Text block:

Rating: Summary: sparse, falsely arty Review: Being a big fan of Indian and Asian writings, I approached this book with a lot of enthusiasm and energy. However soon I found my interest waning. For Arundhati begins well but starts floundering by page 5. I started getting the feeling that the author suddenly discovered that she was onto a big book and wanted to make it arty as possible. So the story suddenly goes to the backseat. And in come gross and showy phrases. As someone said earlier this became style over substance. A simple story about twins in Kerala suddenly became complicated, complex and confusing. It is in parts an autobiography. In others just jumble of images and words. Sure there are signs of talent here and there. But, nothing warrants the hype. In fact some of the scenes inserted seem specifiaclly designed to show the critics that this is art and not plain story telling. For this false pretense I am tempted to give this one star...
Rating: Summary: Booker Prize? Review: Without rehashing the plot -- I am a bit shocked this book won The Booker Prize. It's a haunting and sad tale told in an almost too cute, sing songy, back and forth in time way from the point of view of child -- but told in third person. It is a clever novel and does explore cultural elements, but never really digs deeply enough in the pathos she explores.

What to work on:
[1] Answer these questions from the reviews:
(a) By what page does the first reviewer say the author starts floundering?
(b) Where are the twins in the story from, according to the first reviewer?
(c) Which prize does the second reviewer say the book won?
[2] Copy the passage of the reviews that begins at the words "Rating: Summary: Booker" and stops after the words "pathos she explores.".

The data:

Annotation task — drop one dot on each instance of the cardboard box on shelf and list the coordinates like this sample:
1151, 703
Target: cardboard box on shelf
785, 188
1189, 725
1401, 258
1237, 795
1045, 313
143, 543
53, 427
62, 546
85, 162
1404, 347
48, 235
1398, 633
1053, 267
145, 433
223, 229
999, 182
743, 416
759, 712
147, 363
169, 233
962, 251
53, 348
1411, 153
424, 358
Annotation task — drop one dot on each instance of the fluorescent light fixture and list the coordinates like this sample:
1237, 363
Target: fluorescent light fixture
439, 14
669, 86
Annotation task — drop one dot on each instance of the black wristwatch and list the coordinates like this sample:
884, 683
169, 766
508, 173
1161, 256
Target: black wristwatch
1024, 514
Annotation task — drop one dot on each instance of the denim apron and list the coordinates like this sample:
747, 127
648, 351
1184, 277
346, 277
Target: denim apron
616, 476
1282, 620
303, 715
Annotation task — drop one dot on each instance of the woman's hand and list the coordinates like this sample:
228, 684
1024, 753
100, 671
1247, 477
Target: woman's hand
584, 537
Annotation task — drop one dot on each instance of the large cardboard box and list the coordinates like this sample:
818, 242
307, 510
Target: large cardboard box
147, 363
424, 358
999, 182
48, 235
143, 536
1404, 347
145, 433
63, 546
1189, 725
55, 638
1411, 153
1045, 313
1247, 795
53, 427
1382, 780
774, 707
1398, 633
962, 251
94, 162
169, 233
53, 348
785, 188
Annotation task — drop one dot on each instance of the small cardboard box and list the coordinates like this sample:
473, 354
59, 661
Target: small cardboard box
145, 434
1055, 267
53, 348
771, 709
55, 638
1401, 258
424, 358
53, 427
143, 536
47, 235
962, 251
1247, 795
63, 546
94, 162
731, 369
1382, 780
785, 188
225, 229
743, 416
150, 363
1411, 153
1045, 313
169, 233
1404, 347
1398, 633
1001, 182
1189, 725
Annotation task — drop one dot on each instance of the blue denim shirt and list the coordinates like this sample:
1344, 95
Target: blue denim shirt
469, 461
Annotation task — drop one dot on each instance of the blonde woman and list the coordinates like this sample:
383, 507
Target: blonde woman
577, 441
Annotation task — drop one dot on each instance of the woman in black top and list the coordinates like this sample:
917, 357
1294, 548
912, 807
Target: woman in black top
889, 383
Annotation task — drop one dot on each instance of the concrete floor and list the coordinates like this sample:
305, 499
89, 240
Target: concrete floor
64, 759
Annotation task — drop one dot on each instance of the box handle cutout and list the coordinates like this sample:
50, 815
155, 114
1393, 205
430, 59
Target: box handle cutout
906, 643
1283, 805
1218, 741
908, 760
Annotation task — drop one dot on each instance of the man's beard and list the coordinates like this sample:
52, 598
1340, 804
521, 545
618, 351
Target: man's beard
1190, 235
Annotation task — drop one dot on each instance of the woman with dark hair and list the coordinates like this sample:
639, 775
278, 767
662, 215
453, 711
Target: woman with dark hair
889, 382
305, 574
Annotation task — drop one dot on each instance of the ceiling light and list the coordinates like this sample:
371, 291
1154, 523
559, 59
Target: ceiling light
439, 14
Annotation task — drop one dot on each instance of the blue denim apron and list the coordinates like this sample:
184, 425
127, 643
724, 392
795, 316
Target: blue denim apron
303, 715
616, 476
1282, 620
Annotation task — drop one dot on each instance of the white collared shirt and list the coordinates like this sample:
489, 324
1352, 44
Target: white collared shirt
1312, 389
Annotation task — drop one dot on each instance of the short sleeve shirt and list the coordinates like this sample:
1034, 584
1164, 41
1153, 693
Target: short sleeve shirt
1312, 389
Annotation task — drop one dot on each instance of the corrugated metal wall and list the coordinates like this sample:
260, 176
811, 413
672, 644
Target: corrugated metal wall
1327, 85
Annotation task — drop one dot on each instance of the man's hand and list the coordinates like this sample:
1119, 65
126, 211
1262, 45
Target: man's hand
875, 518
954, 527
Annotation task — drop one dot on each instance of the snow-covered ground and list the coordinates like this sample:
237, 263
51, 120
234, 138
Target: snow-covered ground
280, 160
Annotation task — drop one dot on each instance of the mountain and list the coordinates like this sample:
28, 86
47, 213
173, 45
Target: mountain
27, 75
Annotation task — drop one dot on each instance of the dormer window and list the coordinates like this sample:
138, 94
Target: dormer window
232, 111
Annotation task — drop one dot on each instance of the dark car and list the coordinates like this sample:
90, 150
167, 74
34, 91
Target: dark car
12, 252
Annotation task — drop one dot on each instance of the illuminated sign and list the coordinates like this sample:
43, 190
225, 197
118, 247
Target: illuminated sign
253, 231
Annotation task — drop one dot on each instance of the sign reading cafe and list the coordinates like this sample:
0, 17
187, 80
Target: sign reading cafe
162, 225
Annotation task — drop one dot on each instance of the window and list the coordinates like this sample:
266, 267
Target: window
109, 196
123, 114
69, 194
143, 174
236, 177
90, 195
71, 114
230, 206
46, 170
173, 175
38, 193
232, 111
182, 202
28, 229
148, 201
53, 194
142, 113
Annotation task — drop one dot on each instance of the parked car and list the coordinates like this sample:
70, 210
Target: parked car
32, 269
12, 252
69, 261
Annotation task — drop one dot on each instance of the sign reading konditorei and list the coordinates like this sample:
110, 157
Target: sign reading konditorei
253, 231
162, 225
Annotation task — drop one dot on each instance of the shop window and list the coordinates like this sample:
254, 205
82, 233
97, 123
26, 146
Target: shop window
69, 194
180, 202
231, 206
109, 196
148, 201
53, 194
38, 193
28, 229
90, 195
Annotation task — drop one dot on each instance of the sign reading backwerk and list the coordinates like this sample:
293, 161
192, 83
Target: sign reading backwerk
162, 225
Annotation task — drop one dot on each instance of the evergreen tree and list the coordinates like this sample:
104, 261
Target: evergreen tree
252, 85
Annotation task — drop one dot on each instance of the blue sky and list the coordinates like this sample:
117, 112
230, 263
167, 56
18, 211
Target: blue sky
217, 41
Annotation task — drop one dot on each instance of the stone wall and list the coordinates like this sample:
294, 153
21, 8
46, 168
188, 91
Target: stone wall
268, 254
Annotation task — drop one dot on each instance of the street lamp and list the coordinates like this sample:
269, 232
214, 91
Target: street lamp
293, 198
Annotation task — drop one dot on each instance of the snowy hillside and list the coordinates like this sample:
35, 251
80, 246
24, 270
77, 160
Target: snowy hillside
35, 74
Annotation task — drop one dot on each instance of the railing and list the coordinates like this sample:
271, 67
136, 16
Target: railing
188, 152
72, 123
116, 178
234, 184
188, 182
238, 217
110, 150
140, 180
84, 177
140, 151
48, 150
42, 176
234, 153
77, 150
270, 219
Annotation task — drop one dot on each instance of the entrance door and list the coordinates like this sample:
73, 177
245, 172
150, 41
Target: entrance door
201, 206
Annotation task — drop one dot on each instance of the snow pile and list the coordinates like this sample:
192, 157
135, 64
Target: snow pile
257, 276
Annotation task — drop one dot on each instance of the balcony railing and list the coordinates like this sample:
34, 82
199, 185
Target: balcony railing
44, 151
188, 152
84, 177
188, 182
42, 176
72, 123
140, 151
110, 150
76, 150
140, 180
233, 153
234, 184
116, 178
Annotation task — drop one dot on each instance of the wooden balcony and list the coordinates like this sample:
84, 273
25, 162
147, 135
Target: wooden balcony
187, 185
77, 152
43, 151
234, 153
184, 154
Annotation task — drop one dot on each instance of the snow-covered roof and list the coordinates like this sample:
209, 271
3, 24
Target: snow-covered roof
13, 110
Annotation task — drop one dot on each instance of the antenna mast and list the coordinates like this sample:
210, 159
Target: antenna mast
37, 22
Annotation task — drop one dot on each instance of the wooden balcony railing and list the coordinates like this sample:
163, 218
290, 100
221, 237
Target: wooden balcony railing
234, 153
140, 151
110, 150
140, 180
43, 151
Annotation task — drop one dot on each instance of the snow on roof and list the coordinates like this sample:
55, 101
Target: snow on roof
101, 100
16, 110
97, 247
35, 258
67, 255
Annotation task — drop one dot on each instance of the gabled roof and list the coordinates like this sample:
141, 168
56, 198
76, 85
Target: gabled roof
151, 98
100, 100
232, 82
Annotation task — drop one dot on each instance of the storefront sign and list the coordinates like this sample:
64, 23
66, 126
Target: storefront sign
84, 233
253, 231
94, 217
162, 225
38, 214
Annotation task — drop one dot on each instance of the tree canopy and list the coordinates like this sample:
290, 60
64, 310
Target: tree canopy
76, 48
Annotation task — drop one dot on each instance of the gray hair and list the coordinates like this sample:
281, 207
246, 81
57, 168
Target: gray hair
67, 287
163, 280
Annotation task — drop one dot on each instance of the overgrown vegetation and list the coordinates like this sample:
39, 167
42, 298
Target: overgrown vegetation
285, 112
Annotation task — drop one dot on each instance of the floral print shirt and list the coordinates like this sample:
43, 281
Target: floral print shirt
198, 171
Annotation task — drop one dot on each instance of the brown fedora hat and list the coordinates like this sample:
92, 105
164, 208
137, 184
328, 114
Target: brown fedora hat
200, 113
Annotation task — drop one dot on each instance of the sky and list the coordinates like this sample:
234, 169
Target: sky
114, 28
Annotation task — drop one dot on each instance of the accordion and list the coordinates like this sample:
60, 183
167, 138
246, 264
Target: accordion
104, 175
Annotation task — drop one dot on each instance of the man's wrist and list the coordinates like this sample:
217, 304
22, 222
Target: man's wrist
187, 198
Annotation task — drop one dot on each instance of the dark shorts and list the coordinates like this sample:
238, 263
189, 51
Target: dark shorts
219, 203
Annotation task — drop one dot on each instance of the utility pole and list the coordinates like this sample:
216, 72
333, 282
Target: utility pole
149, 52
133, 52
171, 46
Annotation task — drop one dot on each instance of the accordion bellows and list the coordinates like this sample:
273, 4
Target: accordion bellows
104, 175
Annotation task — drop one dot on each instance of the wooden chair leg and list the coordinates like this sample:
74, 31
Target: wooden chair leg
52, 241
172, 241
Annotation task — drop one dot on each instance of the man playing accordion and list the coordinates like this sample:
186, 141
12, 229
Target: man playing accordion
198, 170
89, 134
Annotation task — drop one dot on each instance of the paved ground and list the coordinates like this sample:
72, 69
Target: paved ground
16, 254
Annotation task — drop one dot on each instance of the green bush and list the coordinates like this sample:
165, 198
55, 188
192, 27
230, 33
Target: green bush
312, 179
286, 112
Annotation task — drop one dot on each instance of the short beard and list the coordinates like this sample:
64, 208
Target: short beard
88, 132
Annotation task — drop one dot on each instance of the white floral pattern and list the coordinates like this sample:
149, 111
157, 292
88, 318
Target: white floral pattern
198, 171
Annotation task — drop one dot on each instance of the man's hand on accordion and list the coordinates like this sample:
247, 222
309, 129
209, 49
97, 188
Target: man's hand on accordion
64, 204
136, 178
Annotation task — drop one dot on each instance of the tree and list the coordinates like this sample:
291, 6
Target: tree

Completed exercise:
[1]
(a) Page 5.
(b) Kerala.
(c) The Booker Prize.

[2]
Rating: Summary: Booker Prize? Review: Without rehashing the plot -- I am a bit shocked this book won The Booker Prize. It's a haunting and sad tale told in an almost too cute, sing songy, back and forth in time way from the point of view of child -- but told in third person. It is a clever novel and does explore cultural elements, but never really digs deeply enough in the pathos she explores.